- Requirement
Where a picture occurs in the data, omit it, and copy all remaining data exactly.

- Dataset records
'''

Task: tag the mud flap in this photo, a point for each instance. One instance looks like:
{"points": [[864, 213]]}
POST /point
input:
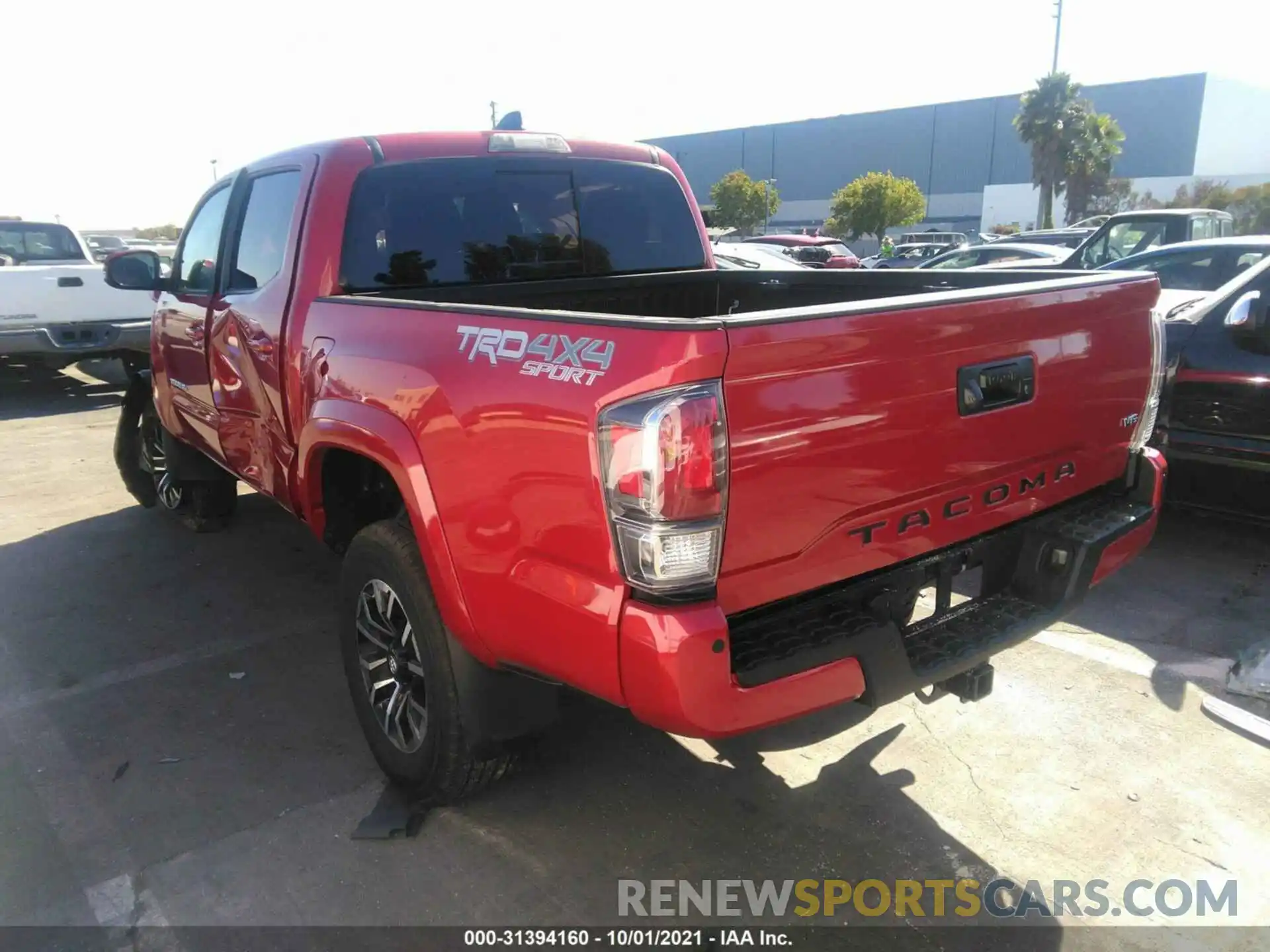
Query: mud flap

'''

- Answer section
Task: tag the mud flap in this photo, a point for each instance. One instance looks like:
{"points": [[864, 213]]}
POST /point
input:
Query: mud flap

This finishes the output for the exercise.